### [Exercise directions]
Reproduce the records below exactly, but only between the lines holding "Task: mark the blurred" and "Task: mark the dried flower", inclusive.

### [Recorded information]
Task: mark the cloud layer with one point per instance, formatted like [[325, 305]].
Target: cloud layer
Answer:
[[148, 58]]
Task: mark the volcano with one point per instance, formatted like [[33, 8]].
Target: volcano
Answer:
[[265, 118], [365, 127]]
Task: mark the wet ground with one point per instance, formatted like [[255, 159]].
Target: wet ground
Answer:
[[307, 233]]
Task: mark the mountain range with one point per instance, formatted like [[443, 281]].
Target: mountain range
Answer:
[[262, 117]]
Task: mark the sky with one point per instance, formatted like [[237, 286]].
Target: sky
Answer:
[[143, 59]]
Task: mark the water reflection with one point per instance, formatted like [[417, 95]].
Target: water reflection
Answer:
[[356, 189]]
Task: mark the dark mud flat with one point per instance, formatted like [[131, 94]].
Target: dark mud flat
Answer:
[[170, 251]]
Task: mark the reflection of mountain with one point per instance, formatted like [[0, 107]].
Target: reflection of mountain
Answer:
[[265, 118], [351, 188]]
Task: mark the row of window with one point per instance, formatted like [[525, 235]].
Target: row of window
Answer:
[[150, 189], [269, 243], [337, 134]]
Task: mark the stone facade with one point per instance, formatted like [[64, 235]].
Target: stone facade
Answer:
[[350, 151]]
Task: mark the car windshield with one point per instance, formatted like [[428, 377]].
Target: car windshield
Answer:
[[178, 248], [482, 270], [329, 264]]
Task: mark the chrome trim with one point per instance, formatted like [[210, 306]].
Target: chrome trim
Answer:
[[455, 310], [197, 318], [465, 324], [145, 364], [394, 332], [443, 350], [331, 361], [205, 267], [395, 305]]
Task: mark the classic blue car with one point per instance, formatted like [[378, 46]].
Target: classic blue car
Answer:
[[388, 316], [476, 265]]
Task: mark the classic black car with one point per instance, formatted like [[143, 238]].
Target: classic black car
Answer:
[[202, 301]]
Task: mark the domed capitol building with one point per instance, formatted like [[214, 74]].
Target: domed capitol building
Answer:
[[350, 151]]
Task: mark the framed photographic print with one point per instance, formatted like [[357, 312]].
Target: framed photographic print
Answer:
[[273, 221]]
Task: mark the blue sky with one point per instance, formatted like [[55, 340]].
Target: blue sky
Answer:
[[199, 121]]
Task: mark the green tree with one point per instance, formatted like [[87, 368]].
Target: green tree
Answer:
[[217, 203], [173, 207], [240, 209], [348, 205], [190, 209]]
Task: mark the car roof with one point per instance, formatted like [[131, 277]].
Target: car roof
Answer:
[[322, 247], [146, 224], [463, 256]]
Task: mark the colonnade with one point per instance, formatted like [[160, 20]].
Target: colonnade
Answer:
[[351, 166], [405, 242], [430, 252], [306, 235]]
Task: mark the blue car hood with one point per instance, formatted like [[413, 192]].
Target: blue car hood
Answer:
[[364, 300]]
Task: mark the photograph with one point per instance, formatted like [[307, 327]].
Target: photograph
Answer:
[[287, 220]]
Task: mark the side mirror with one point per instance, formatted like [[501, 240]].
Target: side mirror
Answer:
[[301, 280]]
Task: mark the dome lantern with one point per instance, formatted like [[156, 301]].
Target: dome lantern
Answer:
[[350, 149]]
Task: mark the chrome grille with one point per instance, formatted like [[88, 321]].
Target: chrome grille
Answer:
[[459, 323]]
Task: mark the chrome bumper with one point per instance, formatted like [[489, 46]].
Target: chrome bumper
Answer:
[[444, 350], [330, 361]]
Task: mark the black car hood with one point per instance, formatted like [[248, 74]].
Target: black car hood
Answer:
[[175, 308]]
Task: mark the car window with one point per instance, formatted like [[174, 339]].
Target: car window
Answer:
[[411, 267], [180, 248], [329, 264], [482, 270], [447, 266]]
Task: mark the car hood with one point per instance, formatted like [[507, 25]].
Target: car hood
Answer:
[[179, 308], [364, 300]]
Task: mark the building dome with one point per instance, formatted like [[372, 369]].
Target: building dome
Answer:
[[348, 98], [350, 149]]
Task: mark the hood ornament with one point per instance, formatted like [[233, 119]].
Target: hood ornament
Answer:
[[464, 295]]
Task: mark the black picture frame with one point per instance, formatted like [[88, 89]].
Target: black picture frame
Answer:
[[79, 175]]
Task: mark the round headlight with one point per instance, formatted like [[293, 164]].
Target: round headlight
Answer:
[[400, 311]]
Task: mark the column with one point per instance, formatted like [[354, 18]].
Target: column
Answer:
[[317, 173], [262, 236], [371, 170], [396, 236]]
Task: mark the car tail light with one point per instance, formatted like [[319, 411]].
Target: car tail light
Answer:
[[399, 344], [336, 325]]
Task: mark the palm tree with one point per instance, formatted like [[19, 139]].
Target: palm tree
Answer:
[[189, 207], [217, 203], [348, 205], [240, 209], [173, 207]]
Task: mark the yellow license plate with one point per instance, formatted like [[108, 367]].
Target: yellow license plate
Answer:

* * *

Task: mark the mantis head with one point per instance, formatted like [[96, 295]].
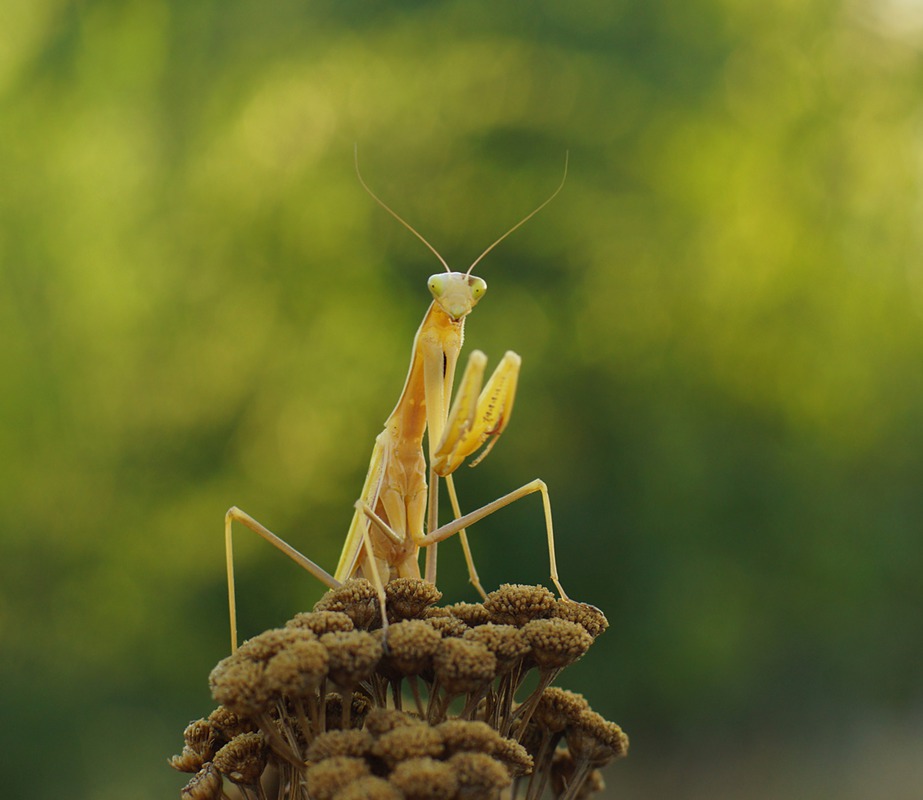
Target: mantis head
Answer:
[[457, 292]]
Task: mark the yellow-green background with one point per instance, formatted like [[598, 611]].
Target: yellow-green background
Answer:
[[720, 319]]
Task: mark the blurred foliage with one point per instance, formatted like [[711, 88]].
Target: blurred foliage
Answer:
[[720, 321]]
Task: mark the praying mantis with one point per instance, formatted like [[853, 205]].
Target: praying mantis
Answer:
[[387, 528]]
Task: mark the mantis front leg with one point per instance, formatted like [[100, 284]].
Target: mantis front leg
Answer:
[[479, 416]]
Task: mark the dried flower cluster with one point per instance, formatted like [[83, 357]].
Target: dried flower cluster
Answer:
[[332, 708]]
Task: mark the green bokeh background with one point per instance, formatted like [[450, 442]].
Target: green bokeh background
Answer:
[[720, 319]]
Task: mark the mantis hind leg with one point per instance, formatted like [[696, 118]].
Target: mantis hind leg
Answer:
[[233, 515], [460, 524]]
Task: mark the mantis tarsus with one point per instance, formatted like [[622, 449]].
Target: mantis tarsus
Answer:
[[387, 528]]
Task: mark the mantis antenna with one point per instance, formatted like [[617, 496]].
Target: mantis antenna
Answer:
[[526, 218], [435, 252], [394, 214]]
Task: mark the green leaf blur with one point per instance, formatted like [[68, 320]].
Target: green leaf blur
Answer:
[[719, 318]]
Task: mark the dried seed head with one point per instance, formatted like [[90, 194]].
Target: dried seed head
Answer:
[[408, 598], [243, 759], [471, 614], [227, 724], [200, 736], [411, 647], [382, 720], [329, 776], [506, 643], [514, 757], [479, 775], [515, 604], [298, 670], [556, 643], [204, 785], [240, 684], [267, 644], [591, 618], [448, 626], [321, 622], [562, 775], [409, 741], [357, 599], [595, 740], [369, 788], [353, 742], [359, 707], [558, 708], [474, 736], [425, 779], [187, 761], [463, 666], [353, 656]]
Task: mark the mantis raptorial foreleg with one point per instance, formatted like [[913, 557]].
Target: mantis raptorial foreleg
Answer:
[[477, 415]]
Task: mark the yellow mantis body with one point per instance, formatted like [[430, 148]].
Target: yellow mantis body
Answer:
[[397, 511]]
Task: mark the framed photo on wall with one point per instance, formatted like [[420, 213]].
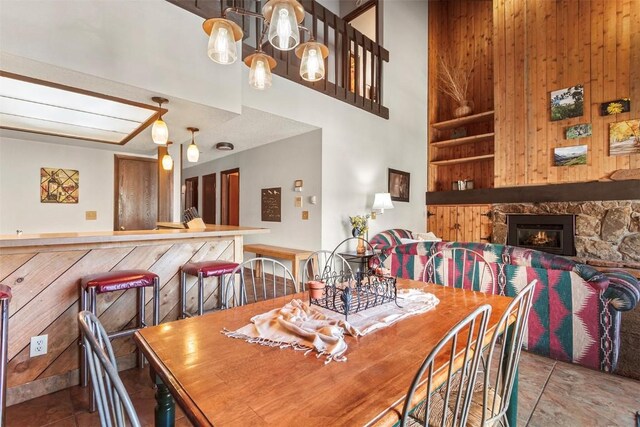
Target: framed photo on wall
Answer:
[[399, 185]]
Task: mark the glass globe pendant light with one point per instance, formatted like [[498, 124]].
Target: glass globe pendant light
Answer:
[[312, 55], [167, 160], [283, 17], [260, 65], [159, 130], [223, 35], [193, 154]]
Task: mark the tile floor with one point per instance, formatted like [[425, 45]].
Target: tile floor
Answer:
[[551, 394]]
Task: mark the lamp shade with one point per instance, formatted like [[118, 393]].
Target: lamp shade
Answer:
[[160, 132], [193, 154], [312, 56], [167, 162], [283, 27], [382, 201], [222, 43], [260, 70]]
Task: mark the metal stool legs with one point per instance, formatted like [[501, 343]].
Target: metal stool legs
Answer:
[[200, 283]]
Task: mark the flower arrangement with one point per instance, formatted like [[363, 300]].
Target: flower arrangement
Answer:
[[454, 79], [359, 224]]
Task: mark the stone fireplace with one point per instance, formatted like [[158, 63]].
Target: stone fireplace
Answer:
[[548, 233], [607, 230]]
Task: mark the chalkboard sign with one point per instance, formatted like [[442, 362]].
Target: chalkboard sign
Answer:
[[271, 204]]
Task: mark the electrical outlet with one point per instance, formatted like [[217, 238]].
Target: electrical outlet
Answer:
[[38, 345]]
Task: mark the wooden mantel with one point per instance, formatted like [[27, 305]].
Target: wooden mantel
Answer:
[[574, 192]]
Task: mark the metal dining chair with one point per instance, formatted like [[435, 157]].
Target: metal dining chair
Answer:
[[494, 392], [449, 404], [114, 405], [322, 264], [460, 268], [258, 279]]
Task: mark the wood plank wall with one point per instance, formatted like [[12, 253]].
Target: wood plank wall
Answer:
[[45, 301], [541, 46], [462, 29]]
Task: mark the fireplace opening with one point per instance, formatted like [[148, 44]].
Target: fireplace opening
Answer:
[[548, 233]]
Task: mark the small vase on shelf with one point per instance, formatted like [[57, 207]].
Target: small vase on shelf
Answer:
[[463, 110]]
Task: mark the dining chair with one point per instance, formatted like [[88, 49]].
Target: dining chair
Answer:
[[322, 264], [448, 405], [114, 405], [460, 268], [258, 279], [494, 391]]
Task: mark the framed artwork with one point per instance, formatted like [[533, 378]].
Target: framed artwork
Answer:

### [Task solution]
Task: mark the blurred foliage with one point per instance, formatted like [[711, 88]].
Target: blurred foliage
Answer:
[[720, 321]]
Task: mark the praying mantis with one point per instance, formatted like [[853, 205]].
Target: praying mantis
Answer:
[[387, 528]]
Task: mark the mantis front leg with one point per instance, formatted like [[100, 284]].
Target: mantis front leg
Answer:
[[479, 416]]
Task: mark the dried flower cluster with one point per instance, formatted like [[83, 357]].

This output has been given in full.